### RAW DATA
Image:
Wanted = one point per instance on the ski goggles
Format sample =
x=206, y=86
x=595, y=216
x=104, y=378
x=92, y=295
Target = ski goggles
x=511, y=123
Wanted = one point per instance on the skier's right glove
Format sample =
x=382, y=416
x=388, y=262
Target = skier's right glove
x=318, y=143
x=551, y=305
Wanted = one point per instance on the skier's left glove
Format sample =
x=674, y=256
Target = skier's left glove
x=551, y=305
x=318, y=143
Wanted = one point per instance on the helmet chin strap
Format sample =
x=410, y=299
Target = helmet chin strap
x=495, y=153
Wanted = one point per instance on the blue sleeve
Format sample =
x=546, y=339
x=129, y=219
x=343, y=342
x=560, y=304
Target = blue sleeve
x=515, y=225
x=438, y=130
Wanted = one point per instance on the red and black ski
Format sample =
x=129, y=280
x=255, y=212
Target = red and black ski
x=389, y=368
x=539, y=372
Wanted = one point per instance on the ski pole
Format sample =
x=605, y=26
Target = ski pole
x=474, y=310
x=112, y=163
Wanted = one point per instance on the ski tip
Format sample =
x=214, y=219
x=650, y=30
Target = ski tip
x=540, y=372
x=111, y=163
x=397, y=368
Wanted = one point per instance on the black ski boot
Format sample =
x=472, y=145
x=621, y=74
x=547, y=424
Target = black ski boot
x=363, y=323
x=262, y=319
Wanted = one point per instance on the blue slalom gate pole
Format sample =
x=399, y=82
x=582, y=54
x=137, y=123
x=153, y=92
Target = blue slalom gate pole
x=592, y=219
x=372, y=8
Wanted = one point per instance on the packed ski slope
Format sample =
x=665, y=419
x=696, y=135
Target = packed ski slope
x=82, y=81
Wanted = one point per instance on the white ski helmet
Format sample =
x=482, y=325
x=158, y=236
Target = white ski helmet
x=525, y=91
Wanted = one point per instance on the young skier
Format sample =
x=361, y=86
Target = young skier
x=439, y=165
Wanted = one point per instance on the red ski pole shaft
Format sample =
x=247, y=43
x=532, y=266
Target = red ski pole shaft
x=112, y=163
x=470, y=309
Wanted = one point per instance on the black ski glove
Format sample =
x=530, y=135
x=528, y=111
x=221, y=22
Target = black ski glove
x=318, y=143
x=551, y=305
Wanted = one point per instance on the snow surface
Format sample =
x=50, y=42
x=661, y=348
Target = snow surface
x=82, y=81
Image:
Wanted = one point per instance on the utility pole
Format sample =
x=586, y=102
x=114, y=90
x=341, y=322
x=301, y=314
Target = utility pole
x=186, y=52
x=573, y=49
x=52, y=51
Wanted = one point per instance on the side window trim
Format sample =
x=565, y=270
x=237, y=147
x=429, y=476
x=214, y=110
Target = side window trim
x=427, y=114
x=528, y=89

### TASK DESCRIPTION
Please update all of the lines above, putting "Requested" wherever "Wanted" appears and leaving everything else unchanged.

### RESULT OF THE TASK
Image:
Requested = one point per instance on the ski goggles
Format sample =
x=206, y=86
x=595, y=216
x=104, y=378
x=92, y=295
Target = ski goggles
x=511, y=123
Requested = one point per instance on the skier's right glove
Format sample =
x=382, y=416
x=388, y=262
Target = skier's right glove
x=318, y=143
x=551, y=305
Requested = one point per instance on the skier's left glove
Format sample =
x=674, y=256
Target = skier's left glove
x=551, y=305
x=318, y=143
Requested = one point per instance on the helmet chin strap
Format sample =
x=410, y=299
Target = helmet chin strap
x=495, y=153
Requested = one point per instance on the blue sleeve
Format sample =
x=546, y=339
x=129, y=219
x=343, y=342
x=560, y=304
Target = blue sleeve
x=515, y=225
x=438, y=130
Requested = one point per instance on the red and black ski
Format sample =
x=129, y=280
x=255, y=212
Target = red and black ski
x=389, y=368
x=539, y=372
Requested = one point per instance on the ski pole
Format sample =
x=605, y=26
Target = ski pole
x=474, y=310
x=112, y=163
Requested = one point per instance on the ski tip
Format sample =
x=214, y=219
x=650, y=30
Target = ski tip
x=540, y=372
x=111, y=163
x=397, y=368
Requested = one point per instance on the black ski boot
Format sample =
x=472, y=145
x=621, y=74
x=547, y=424
Target = black ski boot
x=363, y=323
x=262, y=319
Requested = one point per instance on the blue slalom gate pole
Format sample =
x=399, y=82
x=582, y=54
x=137, y=123
x=153, y=92
Target = blue slalom gate pole
x=592, y=219
x=372, y=8
Requested = one point per instance on the packed ski slope
Format sample =
x=665, y=419
x=696, y=135
Target = packed ski slope
x=82, y=81
Requested = one point per instance on the white ski helmet
Format sample =
x=482, y=325
x=158, y=236
Target = white ski helmet
x=525, y=91
Requested = one point per instance on the young skier
Format sample =
x=361, y=86
Target = young skier
x=439, y=165
Requested = one point per instance on the red ski pole shaft
Format sample =
x=247, y=43
x=532, y=266
Target = red ski pole shaft
x=112, y=163
x=470, y=309
Requested = one point per instance on the black ski glove
Format sample =
x=530, y=135
x=528, y=111
x=221, y=22
Target = black ski glove
x=318, y=143
x=551, y=305
Requested = one point per instance on the snow surface
Format sample =
x=50, y=42
x=661, y=348
Target = snow surface
x=82, y=81
Image:
Requested = one point per instance on the utility pole
Format sample =
x=586, y=102
x=114, y=90
x=341, y=322
x=301, y=314
Target = utility pole
x=186, y=52
x=573, y=49
x=52, y=51
Requested = one point per instance on the side window trim
Format sample =
x=565, y=270
x=237, y=147
x=429, y=476
x=214, y=110
Target = side window trim
x=427, y=114
x=528, y=89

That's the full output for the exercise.